### [Available data]
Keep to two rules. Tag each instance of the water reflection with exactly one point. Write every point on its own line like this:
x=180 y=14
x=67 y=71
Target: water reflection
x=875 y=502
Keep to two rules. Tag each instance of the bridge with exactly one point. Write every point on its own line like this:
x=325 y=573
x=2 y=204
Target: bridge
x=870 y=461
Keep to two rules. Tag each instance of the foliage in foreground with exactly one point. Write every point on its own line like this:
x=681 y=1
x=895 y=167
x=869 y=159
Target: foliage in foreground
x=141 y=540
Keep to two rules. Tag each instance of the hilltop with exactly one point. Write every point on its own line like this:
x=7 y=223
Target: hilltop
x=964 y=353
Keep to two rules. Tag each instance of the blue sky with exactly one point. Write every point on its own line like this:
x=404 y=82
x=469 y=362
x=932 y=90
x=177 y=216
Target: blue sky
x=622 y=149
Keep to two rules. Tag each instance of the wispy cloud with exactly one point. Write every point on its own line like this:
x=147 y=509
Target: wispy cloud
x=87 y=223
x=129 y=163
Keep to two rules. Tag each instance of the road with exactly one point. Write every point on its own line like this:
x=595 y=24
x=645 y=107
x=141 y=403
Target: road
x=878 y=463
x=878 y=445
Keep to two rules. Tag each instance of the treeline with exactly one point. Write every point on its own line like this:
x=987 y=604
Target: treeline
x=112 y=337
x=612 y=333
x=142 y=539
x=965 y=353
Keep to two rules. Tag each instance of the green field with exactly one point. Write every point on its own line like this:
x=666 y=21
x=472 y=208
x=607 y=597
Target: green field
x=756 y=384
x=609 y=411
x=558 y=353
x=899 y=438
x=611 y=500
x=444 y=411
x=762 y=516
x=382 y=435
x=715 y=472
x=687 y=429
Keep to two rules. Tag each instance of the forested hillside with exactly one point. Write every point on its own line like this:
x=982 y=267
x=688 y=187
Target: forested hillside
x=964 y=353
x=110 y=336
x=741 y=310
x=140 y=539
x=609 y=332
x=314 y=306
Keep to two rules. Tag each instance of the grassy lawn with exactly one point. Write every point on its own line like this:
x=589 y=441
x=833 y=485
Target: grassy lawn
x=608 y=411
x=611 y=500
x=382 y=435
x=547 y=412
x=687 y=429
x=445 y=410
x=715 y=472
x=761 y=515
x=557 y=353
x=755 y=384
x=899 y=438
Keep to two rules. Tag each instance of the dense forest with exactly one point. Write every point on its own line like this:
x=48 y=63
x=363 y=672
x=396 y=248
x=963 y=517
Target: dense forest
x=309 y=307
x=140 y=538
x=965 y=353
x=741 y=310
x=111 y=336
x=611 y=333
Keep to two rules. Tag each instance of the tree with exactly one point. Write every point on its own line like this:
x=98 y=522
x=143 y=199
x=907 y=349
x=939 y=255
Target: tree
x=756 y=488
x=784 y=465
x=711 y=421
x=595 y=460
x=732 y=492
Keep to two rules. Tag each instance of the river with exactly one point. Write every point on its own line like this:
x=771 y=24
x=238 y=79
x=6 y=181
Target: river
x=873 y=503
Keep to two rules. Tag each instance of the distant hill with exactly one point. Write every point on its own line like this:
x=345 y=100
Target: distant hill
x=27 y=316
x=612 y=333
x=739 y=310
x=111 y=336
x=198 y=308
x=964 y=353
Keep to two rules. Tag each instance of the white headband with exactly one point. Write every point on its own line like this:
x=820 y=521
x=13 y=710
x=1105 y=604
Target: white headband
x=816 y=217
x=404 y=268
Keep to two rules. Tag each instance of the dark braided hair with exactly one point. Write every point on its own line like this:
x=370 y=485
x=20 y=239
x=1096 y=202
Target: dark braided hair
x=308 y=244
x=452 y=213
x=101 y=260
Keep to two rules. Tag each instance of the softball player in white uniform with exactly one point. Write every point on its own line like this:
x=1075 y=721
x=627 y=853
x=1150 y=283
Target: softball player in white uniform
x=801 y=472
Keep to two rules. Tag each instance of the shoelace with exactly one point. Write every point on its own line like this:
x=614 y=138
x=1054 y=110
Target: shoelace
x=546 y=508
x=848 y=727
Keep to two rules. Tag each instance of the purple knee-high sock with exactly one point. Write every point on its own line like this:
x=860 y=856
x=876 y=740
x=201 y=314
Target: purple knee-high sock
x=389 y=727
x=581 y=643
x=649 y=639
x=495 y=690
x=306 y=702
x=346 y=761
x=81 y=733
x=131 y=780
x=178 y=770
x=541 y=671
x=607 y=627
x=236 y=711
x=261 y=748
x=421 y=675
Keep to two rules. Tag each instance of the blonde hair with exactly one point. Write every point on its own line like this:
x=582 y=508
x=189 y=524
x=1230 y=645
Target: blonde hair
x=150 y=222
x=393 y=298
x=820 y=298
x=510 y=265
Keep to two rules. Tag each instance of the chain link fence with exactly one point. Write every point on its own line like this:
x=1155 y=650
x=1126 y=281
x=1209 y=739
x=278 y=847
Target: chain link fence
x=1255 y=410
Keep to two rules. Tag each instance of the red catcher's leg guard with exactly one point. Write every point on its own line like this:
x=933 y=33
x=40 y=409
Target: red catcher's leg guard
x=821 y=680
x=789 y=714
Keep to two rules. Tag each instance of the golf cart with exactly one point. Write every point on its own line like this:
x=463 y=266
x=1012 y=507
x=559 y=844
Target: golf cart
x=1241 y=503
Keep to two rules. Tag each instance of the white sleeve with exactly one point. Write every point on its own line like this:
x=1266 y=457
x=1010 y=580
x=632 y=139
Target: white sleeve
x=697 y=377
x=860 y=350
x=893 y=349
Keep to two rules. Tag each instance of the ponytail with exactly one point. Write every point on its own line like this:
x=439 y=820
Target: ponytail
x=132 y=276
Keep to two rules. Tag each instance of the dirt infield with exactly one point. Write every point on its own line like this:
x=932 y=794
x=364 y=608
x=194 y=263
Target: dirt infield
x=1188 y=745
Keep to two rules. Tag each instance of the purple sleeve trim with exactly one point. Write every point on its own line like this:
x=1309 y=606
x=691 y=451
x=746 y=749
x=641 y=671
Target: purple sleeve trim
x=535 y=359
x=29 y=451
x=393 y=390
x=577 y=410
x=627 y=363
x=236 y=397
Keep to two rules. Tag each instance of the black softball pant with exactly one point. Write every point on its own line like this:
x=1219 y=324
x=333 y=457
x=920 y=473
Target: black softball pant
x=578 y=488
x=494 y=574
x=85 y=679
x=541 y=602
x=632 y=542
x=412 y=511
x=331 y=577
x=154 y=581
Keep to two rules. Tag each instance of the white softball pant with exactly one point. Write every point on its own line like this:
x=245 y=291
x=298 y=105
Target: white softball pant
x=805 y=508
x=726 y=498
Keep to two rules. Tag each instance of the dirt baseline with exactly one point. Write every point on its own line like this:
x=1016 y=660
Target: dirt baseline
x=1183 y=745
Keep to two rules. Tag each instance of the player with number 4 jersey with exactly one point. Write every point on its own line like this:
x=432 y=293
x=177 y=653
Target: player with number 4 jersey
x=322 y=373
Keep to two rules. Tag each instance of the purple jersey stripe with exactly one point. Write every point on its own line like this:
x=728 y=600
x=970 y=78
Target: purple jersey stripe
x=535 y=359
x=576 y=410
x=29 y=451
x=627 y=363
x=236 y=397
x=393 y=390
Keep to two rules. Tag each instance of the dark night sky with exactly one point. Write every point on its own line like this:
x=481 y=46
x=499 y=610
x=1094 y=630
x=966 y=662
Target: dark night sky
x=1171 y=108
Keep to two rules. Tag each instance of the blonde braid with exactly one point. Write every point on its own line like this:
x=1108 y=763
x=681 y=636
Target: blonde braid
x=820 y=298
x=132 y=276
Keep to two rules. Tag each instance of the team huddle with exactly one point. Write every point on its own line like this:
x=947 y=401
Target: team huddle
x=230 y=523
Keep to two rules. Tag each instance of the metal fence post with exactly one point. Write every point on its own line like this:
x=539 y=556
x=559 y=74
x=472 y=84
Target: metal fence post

### [Task to carry out]
Copy the material from the line with "Keep to two rules. Tag each instance of the blue" up to and including the line with "x=873 y=503", keeping the requests and their sample points unchanged. Multiply every x and y coordinate in the answers by 2.35 and round each result to a whole number, with halves rounded up.

### [Completed task]
Keep to two rules. Tag each instance of the blue sky with exactly one point. Write every point on its own line like this:
x=404 y=82
x=469 y=362
x=932 y=90
x=177 y=216
Target: blue sky
x=1462 y=350
Keep to two rules. Tag each instance of the wispy cloud with exactly one point. Write every point on its own line like this:
x=147 y=509
Target: wispy cloud
x=204 y=524
x=303 y=383
Keep to two rules. Tag each instance of the road with exactly one point. Write every point on its own line like this:
x=595 y=24
x=645 y=107
x=141 y=403
Target: road
x=2063 y=1088
x=2063 y=1046
Keep to two rules. Tag each instance of the treeline with exactly one point. Write every point on its own line like this:
x=987 y=604
Target: treeline
x=263 y=792
x=1438 y=783
x=334 y=1267
x=2268 y=830
Keep to two rules. Tag each instance of the green field with exactly one point. Write every point on its own line like this:
x=666 y=21
x=472 y=208
x=607 y=597
Target: green field
x=1777 y=902
x=1431 y=966
x=1311 y=830
x=2113 y=1029
x=1436 y=1175
x=1043 y=966
x=1791 y=1213
x=898 y=1022
x=1680 y=1109
x=1614 y=1008
Keep to two rules. Tag each instance of the forested hillside with exactly one point. Write every point on its own line like this:
x=982 y=267
x=688 y=187
Target: forested hillside
x=2265 y=830
x=259 y=790
x=1741 y=729
x=329 y=1267
x=1431 y=780
x=738 y=719
Keep to two rules. Tag each instance of the grassy lawn with exactly one point. Write every point on its own line like this:
x=589 y=441
x=833 y=485
Target: grassy lawn
x=1429 y=966
x=1436 y=1175
x=898 y=1022
x=1285 y=968
x=1614 y=1008
x=1046 y=964
x=1680 y=1109
x=1788 y=1210
x=1309 y=830
x=1774 y=902
x=2113 y=1029
Keep to two rules. Tag each instance of the dense forest with exactly one point. Write every point on its own line like this:
x=48 y=63
x=363 y=672
x=396 y=248
x=963 y=517
Target: dense forest
x=726 y=721
x=329 y=1264
x=2268 y=830
x=1741 y=729
x=261 y=790
x=1436 y=783
Keep to two rules. Tag each instance of the tree with exactly one point. Write every point on its own line like this:
x=98 y=522
x=143 y=199
x=907 y=349
x=939 y=255
Target: tree
x=1777 y=1147
x=1842 y=1093
x=1671 y=989
x=1398 y=1081
x=1720 y=1156
Keep to two rules. Tag each instance of the river with exactly one point. Write every point on its own line like this:
x=771 y=24
x=238 y=79
x=6 y=181
Target: river
x=2052 y=1182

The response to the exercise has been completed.